Living Downstream with Sandra Steingraber

Tomorrow, October 20, at 2 p.m., Living Downstream, the film based on Sandra Steingraber’s stunning book of the same name–will show at Lincoln Center’s Elinor Bunin Monroe Film Center in New York City. It will have its broadcast premiere in November on Outside Television.

Living Downstream follows in the tradition of Rachel Carson’s groundbreaking Silent Spring. Indeed, Steingraber has been dubbed by many as a modern-day “Rachel Carson.”

First published in 1997, Living Downstream fell into my hands about 10 years ago, only a few years after my own cancer diagnosis and loss of both parents to cancer. At that time I suspected that the cancer in my life and all around me had something to do with our poisoned environment. Steingraber’s book answered my questions about the connections between pollution and cancer and opened up a new world of understanding.

Living Downstream ultimately led me down a new path both personally and professionally, inspiring my transformation from an English professor specializing in British 18th century literature to an ecofeminist writer, activist and professor.

Now I teach Steingraber’s work every semester in my college courses. Not only is the research groundbreaking and impeccable, but her beautiful prose makes otherwise tedious data accessible to lay people. By bringing personal story of cancer into the mix, Steingraber turns scientific facts about pollution and disease into something everyone can relate to.

Recently, I spoke to Steingraber and I asked her what she most wanted to accomplish in the film and book.

She said she wanted to achieve two things.

First, “I wanted to tell the story of  how chemical pollutants are playing an under-represented role in the story of cancer.”

Second, “I wanted to show how the ‘happy’ story of even a long-term cancer survivor like me is not necessarily a story of triumphalism.  Cancer is not a gift. It’s a massive waste of time. It triggers post-traumatic stress syndrome.”

**Exercise data:**
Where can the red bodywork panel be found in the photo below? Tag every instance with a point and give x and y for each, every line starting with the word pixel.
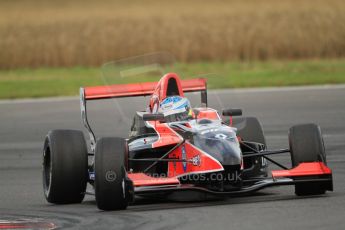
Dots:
pixel 144 89
pixel 141 179
pixel 166 135
pixel 304 169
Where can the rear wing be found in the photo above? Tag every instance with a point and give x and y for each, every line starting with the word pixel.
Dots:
pixel 139 89
pixel 131 90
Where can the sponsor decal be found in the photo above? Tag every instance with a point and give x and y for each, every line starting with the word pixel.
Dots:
pixel 196 160
pixel 184 157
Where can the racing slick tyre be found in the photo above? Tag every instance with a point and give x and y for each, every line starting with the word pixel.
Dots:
pixel 249 129
pixel 112 187
pixel 306 145
pixel 65 162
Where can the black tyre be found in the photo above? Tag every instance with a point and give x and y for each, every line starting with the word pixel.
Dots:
pixel 65 163
pixel 249 129
pixel 111 184
pixel 306 145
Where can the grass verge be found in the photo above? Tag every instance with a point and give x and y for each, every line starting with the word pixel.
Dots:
pixel 48 82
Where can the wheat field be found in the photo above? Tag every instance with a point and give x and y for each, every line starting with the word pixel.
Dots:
pixel 36 33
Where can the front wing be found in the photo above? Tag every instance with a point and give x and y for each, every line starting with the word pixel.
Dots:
pixel 316 172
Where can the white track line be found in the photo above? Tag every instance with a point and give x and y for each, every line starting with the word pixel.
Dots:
pixel 219 91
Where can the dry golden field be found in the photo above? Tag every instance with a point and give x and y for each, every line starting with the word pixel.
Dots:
pixel 37 33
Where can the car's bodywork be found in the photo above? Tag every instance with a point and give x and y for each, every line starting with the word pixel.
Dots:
pixel 201 153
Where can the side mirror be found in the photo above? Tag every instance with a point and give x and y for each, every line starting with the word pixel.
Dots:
pixel 232 112
pixel 153 117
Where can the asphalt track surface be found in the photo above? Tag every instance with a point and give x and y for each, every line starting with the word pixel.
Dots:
pixel 24 124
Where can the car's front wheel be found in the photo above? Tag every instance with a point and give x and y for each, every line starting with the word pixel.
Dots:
pixel 65 166
pixel 112 188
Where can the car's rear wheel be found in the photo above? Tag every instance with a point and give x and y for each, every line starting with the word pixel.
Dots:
pixel 306 145
pixel 112 188
pixel 65 163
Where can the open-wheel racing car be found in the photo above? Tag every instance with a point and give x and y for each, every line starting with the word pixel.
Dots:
pixel 173 147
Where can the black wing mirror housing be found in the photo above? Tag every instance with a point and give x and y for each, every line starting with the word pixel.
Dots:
pixel 232 112
pixel 154 117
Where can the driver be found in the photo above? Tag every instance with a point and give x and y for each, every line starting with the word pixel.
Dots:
pixel 175 108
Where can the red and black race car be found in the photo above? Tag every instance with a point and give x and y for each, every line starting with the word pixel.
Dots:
pixel 173 148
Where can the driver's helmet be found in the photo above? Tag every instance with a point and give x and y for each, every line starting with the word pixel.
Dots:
pixel 175 108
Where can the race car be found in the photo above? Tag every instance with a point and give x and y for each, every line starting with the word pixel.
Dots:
pixel 174 148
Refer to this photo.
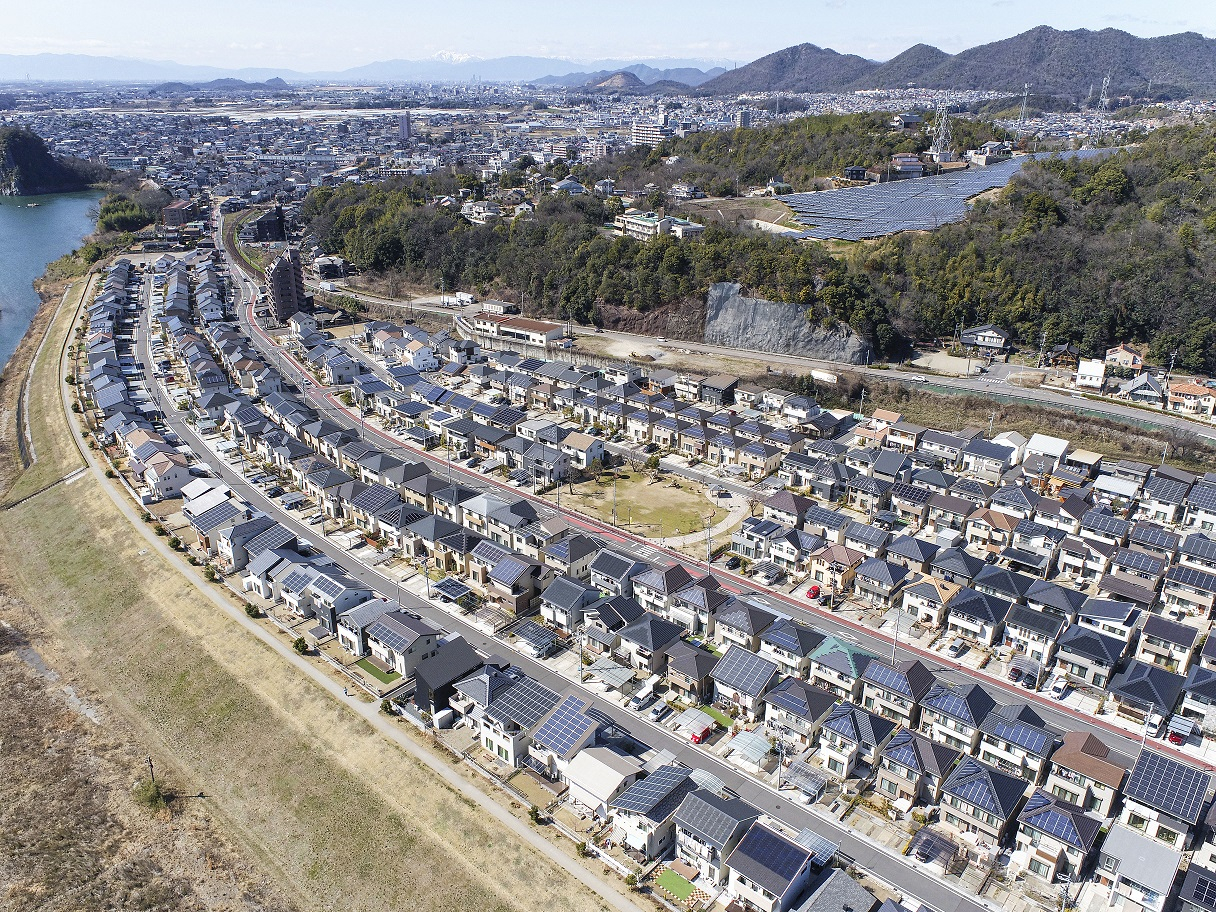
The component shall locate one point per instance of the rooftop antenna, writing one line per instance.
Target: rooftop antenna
(940, 147)
(1103, 102)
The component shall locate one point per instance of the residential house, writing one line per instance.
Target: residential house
(1165, 814)
(1086, 772)
(850, 737)
(643, 815)
(980, 800)
(708, 828)
(769, 872)
(1167, 643)
(1053, 837)
(794, 711)
(1017, 741)
(952, 713)
(894, 691)
(912, 769)
(977, 617)
(741, 680)
(1137, 871)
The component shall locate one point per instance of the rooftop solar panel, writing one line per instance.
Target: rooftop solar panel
(1167, 786)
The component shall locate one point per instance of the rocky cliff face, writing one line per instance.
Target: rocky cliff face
(771, 326)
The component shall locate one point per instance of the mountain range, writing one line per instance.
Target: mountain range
(78, 67)
(1070, 63)
(1053, 62)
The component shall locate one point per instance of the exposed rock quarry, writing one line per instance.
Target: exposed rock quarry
(771, 326)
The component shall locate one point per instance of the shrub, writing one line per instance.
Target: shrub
(150, 794)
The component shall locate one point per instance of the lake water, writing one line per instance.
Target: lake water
(29, 238)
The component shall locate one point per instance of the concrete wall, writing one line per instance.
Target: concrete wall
(771, 326)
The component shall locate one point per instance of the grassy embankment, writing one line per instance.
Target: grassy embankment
(313, 793)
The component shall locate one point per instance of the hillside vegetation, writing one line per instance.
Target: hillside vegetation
(1095, 252)
(28, 168)
(806, 148)
(1052, 61)
(1091, 252)
(562, 263)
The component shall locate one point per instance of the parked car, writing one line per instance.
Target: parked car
(1058, 687)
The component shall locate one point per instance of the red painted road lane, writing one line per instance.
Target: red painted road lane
(603, 529)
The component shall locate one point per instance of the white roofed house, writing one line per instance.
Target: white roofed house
(645, 814)
(501, 707)
(708, 828)
(598, 776)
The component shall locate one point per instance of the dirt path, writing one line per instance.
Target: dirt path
(337, 800)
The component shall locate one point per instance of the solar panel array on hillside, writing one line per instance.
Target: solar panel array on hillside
(918, 203)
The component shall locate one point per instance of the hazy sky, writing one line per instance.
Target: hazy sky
(311, 35)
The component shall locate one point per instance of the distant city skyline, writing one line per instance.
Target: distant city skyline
(311, 37)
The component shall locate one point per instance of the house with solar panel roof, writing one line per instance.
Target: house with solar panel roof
(1017, 741)
(767, 871)
(794, 711)
(791, 645)
(643, 815)
(1144, 693)
(742, 624)
(1053, 837)
(645, 642)
(1164, 799)
(980, 801)
(952, 713)
(697, 604)
(838, 666)
(912, 769)
(501, 705)
(741, 679)
(850, 737)
(400, 640)
(894, 691)
(708, 828)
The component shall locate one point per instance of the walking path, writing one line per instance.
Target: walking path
(370, 713)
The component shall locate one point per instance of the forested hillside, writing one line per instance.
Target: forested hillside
(563, 263)
(1093, 252)
(809, 147)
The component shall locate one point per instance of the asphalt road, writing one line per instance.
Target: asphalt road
(992, 384)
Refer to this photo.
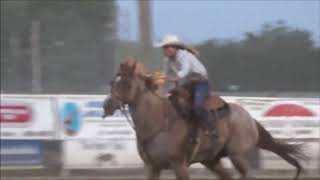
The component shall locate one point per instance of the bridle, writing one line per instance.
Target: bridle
(122, 105)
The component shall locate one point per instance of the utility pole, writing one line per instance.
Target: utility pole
(35, 57)
(145, 31)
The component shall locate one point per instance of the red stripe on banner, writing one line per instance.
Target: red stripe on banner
(15, 114)
(289, 110)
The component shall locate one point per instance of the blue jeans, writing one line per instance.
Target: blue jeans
(200, 94)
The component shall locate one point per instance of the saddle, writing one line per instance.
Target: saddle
(218, 106)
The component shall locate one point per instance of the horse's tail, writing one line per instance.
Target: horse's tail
(289, 152)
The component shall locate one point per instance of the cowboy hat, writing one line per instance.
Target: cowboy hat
(170, 39)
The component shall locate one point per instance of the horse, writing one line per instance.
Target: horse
(163, 133)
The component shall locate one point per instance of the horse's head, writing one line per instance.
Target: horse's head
(182, 100)
(110, 105)
(133, 79)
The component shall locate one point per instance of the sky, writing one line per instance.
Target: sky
(197, 21)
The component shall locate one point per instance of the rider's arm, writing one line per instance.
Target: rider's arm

**Required work:**
• 1. Answer these about the piece on Sandra Steingraber and Living Downstream:
(a) Where will the film show on October 20?
(b) In what year was the book first published?
(c) What did the writer specialize in as an English professor?
• 2. Can you continue the piece on Sandra Steingraber and Living Downstream from where it stops?
The lines aren't needed for any of this.

**Numbered responses:**
• 1.
(a) Lincoln Center's Elinor Bunin Monroe Film Center in New York City
(b) 1997
(c) British 18th century literature

• 2.
In Living Downstream, the book, Sandra goes back and forth between scientific data linking toxins to cancer and her own personal cancer story. The film focuses mainly on the personal, so for those less interested in scientific data it’s a bit easier to absorb. The film is visually beautiful, too, taking the viewer into the daily life of the biologist and cancer survivor. We see where Steingraber grew up in Illinois, we see her in her home in upstate New York, we see her cooking and eating with her family, putting her children on the school bus, talking to her husband and running.  t’s an intimate portrayal.

One of the most dramatic moments in the film takes place when Steingraber makes her regular visit to the urologist’s office for the dreaded “check-up.” This scene was not in the original version of Steingraber’s book. In the book, after several chapters of scientific information, Steingraber shifts to a description of the moment she was diagnosed with bladder cancer at age 20 in her doctor’s office.

Chanda Chevannes, the filmmaker, and Steingraber wanted to replicate this traumatic moment  in the film, but instead they filmed Steingraber’s visit to a urologist’s office in the present–33 years after the original diagnosis.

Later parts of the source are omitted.